Coordinate annotation records
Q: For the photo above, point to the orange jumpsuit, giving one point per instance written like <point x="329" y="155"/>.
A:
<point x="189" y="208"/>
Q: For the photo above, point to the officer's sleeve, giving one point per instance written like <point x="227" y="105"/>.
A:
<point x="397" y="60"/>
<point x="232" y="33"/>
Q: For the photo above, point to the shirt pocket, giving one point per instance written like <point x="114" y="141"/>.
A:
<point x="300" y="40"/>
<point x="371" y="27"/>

...

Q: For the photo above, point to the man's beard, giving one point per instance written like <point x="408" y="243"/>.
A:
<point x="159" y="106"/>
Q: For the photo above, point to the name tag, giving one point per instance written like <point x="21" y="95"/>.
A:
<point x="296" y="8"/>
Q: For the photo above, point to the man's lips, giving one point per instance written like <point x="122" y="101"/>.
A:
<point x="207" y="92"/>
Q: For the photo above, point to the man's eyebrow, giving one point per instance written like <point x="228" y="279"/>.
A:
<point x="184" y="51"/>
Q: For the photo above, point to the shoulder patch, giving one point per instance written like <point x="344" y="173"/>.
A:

...

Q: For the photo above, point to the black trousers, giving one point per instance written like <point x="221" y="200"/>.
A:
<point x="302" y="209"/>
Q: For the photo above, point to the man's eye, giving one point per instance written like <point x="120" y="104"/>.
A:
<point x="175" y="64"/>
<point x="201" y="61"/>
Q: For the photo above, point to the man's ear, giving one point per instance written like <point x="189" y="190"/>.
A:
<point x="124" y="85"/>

#### Stated exercise:
How many lines in the records above contain the string "photo"? Case counts. Reply with only the number.

#### Completed exercise:
11